Mountain Valley Pipeline Sends Letter to FERC Requesting to Restart Construction
After a winter hiatus in construction that stretched into the spring, summer and fall, builders of the Mountain Valley Pipeline say they are ready to return.
In a letter filed with the Federal Energy Regulatory Commission late Tuesday, an attorney for the joint venture of energy companies requested that a stop-work order issued last Oct. 15 be lifted.
Matthew Eggerding asked FERC to act by Friday “so that Mountain Valley can maximize final restoration and complete as many activities as possible before winter,” he wrote in the letter.
Since work began in early 2018, litigation has caused cost overruns and construction delays for Mountain Valley. Not long after FERC issued its stop-work order, the company said it expected to be back on the job by April.
But Mountain Valley still lacks two sets of key permits that were set aside after a federal appeals court sided with conservation groups, who argued that building a 303-mile natural gas pipeline through West Virginia and Virginia was causing widespread environmental harm.
A third suspended permit was reissued earlier this month by the U.S. Fish and Wildlife Service, which found that construction would not likely jeopardize protected species. That in turn led Mountain Valley to request that it be allowed to resume “all construction activities permitted by law.”
All work except for erosion control and stabilization was ceased a year ago by FERC, after the 4th U.S. Circuit Court of Appeals stayed the original biological opinion pending a legal challenge that has not gone away.
The buried pipeline cannot cross nearly 1,000 streams and wetlands until the U.S. Army Corps of Engineers grants new permits. And construction of a 3.5-mile passage through the Jefferson National Forest requires a separate approval from the U.S. Forest Service.
In a letter to FERC on Wednesday, the Sierra Club maintained that construction cannot commence until all federal authorizations are obtained.
Attached to the seven-page letter is a notice of intent to sue, which was sent to the Army Corps on Sept. 12 by Derek Teaney, an attorney with the nonprofit law firm Appalachian Mountain Advocates.
Mountain Valley is already preparing for FERC to lift its stop-work order.
“The MVP project team has been working on detailed construction schedules and plans in order to safely resume forward construction activities in the most efficient manner possible,” company spokeswoman Natalie Cox wrote in an email Wednesday.
“MVP continues to target its early 2021 full in-service date and the crews will resume activities as soon as possible once we receive approval to do so,” Cox said.
Company officials have said that as many as 4,000 construction workers would return to work in the two Virginias.
========================================
■ Parts of the exercise:
1. Which people does the Mountain Valley Pipeline article name? List each one.
2. How would you render this sentence from the pipeline article in Spanish: "Mountain Valley is already preparing for FERC to lift its stop-work order."
These dataset entries were taken from a separate source and are unrelated to the pipeline article.

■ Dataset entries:
========================================
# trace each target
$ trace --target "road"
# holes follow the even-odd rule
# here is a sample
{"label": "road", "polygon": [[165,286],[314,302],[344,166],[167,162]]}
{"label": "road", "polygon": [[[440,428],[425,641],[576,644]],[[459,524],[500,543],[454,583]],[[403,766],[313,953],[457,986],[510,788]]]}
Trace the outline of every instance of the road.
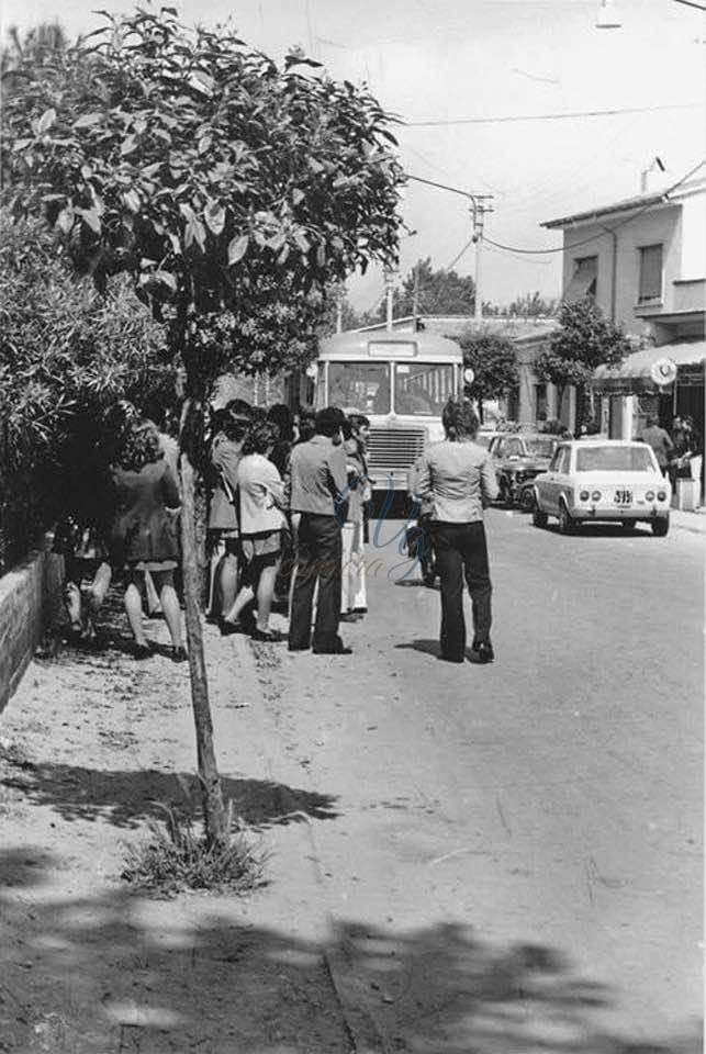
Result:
========================================
■ List of solutions:
1.
Matthew Eggerding
Derek Teaney
Natalie Cox

2. Mountain Valley ya se está preparando para que la FERC levante su orden de suspensión de obras.